# REQUIREMENT
Please lay out the rows below as a numbered list, skipping blank lines and leaving out the pictures.

# PROVIDED ENTRIES
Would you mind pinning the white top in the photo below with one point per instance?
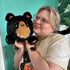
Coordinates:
(55, 49)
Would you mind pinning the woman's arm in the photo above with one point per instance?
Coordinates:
(19, 54)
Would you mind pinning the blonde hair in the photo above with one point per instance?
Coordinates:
(54, 15)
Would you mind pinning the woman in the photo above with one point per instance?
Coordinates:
(53, 47)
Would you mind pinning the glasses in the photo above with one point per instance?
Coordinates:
(42, 20)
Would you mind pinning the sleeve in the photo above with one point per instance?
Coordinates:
(58, 53)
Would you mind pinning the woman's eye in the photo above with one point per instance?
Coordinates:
(22, 24)
(37, 17)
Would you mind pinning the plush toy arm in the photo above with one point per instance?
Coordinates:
(9, 39)
(32, 40)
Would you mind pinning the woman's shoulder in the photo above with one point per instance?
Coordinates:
(57, 37)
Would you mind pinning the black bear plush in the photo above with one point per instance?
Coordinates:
(20, 28)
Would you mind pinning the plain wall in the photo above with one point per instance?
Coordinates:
(18, 7)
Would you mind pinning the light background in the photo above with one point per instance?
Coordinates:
(18, 7)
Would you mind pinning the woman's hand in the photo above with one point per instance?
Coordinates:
(19, 54)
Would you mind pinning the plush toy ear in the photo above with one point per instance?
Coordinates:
(9, 16)
(27, 15)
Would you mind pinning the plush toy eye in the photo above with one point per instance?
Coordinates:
(22, 24)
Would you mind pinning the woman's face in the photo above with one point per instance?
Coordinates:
(41, 24)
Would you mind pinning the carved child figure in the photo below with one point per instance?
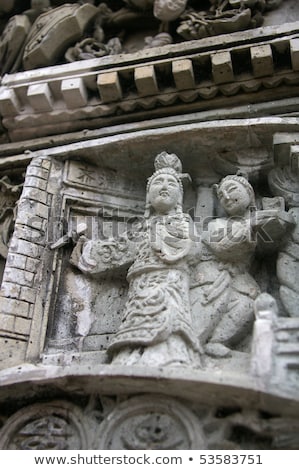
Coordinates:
(225, 292)
(156, 328)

# ANSWER TO THE TASK
1. Would you mind pinning the white top in the photo below with one point per instance?
2. Coordinates:
3. (55, 49)
4. Would you mind pinning the woman's arm in the photo above with one point per instance?
5. Coordinates:
6. (19, 54)
7. Would you mind pinning the blonde hair in the photo above with one point per instance?
8. Coordinates:
9. (54, 15)
10. Would you mind pinning the woman in the photo above with one point per instance?
11. Coordinates:
12. (53, 47)
13. Would you mind pinning the glasses in the photo above with one point per instance?
14. Coordinates:
15. (42, 20)
16. Would you mind pinning the sleeve in the photo above with one point per instance?
17. Coordinates:
18. (58, 53)
19. Would you mind pinning the woman's eye in the photo above with one point per instance?
20. Coordinates:
21. (22, 24)
22. (37, 17)
23. Would you mind pinning the plush toy arm in the photo above with one point per instance?
24. Coordinates:
25. (9, 39)
26. (32, 40)
27. Would you mind pinning the woman's shoulder in the photo above with one point per instance?
28. Coordinates:
29. (57, 37)
30. Would you mind pinning the black bear plush in the photo above with one point per instance?
31. Coordinates:
32. (20, 28)
33. Would you mind pinning the plain wall in the photo above with one point per instance?
34. Coordinates:
35. (18, 7)
36. Would you mind pinning the light background in the photo above with one point per instance?
37. Coordinates:
38. (18, 7)
39. Would you mind pinning the woman's hand in the photo above with one point per instance?
40. Coordinates:
41. (19, 54)
42. Would you mind pinning the plush toy ear in the photo above with one point per instance?
43. Coordinates:
44. (9, 16)
45. (27, 15)
46. Would you mind pinning the plush toy eye in the photo above with one point per instance?
47. Coordinates:
48. (22, 24)
49. Would you mind pinning the woman's face in the photo above with one point per instance?
50. Coordinates:
51. (41, 24)
52. Would you mind pinning the carved child figure in the photo below with one point per instance?
53. Coordinates:
54. (225, 292)
55. (156, 328)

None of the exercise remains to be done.